Caso Casamonica. Cronaca nera: perduta a Roma l’occasione per fare il punto
L'editoriale di Victor Ciuffa
I giornali di tutto il mondo hanno pubblicato centinaia di articoli sulla situazione della legalità e illegalità a Roma. E, da parte loro, le televisioni ne hanno diffuso le immagini, in particolare quelle più scioccanti relative ad episodi connessi alla criminalità e alla malavita, che hanno fatto guadagnare a Roma il titolo di Città-mafia. Il funerale del capo della famiglia Casamonica ha ammantato poi la cronaca nera romana che ora viene percepita all’estero con una patina anche di simpatia nella sua assurdità.
Non c’era mai stato, in questo secondo e lunghissimo dopoguerra, un periodo con un vuoto politico-amministrativo come quello attuale. Gli episodi che la cronaca nera registra sono quotidiani, ma trascorrono giorni, settimane e mesi e non viene fatto nulla almeno per contenerli. Sembra che i politici siano spariti, che non ci siano più. L’esempio dell’amministrazione comunale di Roma è estremamente eloquente: con il sindaco in vacanza negli Stati Uniti, e con assessori, consiglieri comunali e dirigenti di primarie aziende fornitrici di servizi pubblici comunali stretti tra avvisi di garanzia, indagini di Procure, polemiche e divisioni all’interno dei gruppi politici.
Insomma tutto il mondo assiste al vuoto di potere e alla mancanza di interventi. Soltanto il 27 agosto scorso è stato nominato coordinatore per il nuovo Giubileo e assistente del sindaco per l’attività dell’amministrazione comunale Franco Gabrielli, che era stato promosso prefetto il 2 aprile scorso. Ma tutto questo non basta perché a molti cittadini sembra che continui la mancanza di un principio o di una serie di principi morali che dovrebbero comunque guidare l’azione politica e soprattutto l’Amministrazione degli interessi pubblici.
Nella stampa inoltre il lettore, il cittadino, dovrebbe trovare ribadita ogni giorno una filosofia cui politici e amministratori locali dovrebbero ispirarsi nella gestione del settore pubblico. A che e a chi serve riempire giornalmente le pagine di cronaca dei quotidiani - cronaca nera, ovviamente - quando il giorno dopo sarà assolutamente come il giorno prima se non peggio, in quanto la stampa porterà in primo piano un altro dipartimento, o un altro settore di attività svolta dal Comune o un’altra azienda pubblica cui è interessato il cittadino, mentre amministratori, dirigenti e funzionari puntano ovviamente a coprire l’operato dei colleghi, essendo magari indagati già anche loro.

Compito assegnato a:
Nelle righe di dati qui sotto, ricopia fedelmente tutto ciò che va dalla riga contenente "Where in this scan can the cliff" alla riga contenente "162;226;352;258", entrambe comprese.

Voci di dati estratte:
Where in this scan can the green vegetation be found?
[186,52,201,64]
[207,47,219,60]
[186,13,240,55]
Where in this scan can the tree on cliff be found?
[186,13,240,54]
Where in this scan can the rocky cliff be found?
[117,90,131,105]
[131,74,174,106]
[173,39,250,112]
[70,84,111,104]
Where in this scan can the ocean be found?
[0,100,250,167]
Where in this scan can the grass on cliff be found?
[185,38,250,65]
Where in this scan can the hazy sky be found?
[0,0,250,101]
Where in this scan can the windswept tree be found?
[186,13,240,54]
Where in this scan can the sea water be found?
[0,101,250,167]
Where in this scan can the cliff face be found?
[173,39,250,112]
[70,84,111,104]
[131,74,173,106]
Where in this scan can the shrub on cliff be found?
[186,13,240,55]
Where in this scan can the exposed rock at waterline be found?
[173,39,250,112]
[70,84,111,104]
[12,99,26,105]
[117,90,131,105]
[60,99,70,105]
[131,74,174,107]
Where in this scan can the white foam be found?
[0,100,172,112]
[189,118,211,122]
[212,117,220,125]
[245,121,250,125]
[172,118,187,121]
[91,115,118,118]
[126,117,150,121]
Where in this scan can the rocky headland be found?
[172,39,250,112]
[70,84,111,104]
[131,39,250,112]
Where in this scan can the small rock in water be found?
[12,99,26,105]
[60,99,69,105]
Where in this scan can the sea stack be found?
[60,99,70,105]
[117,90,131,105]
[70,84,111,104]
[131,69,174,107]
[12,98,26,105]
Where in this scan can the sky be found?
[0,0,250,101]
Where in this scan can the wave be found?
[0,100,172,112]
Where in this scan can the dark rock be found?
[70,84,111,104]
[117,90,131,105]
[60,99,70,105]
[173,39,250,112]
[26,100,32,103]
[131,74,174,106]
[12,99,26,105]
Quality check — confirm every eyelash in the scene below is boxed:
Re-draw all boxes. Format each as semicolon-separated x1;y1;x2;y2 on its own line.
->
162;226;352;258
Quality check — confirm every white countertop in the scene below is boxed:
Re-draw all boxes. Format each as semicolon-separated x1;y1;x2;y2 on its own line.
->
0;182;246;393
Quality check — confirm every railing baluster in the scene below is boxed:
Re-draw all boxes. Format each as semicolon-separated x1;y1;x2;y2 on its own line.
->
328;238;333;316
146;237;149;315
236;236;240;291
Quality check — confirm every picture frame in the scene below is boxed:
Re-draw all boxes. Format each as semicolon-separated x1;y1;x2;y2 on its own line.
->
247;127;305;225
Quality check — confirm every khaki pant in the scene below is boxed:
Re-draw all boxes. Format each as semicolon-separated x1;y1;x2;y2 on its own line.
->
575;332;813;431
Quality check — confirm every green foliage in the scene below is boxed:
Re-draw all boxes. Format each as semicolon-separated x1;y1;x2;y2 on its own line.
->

Compito assegnato b:
Secondo l'editoriale, in che data Franco Gabrielli era stato promosso prefetto?

Risposta corretta a:
Where in this scan can the cliff face be found?
[173,39,250,112]
[70,84,111,104]
[131,74,173,106]
Where in this scan can the shrub on cliff be found?
[186,13,240,55]
Where in this scan can the exposed rock at waterline be found?
[173,39,250,112]
[70,84,111,104]
[12,99,26,105]
[117,90,131,105]
[60,99,70,105]
[131,74,174,107]
Where in this scan can the white foam be found?
[0,100,172,112]
[189,118,211,122]
[212,117,220,125]
[245,121,250,125]
[172,118,187,121]
[91,115,118,118]
[126,117,150,121]
Where in this scan can the rocky headland be found?
[172,39,250,112]
[70,84,111,104]
[131,39,250,112]
Where in this scan can the small rock in water be found?
[12,99,26,105]
[60,99,69,105]
Where in this scan can the sea stack be found?
[60,99,70,105]
[117,90,131,105]
[70,84,111,104]
[131,69,174,107]
[12,98,26,105]
Where in this scan can the sky be found?
[0,0,250,101]
Where in this scan can the wave be found?
[0,100,172,112]
Where in this scan can the dark rock be found?
[70,84,111,104]
[117,90,131,105]
[60,99,70,105]
[173,39,250,112]
[26,100,32,103]
[131,74,174,106]
[12,99,26,105]
Quality check — confirm every eyelash in the scene below is boxed:
Re-draw all boxes. Format each as semicolon-separated x1;y1;x2;y2 on its own line.
->
162;226;352;258

Risposta corretta b:
Il 2 aprile scorso.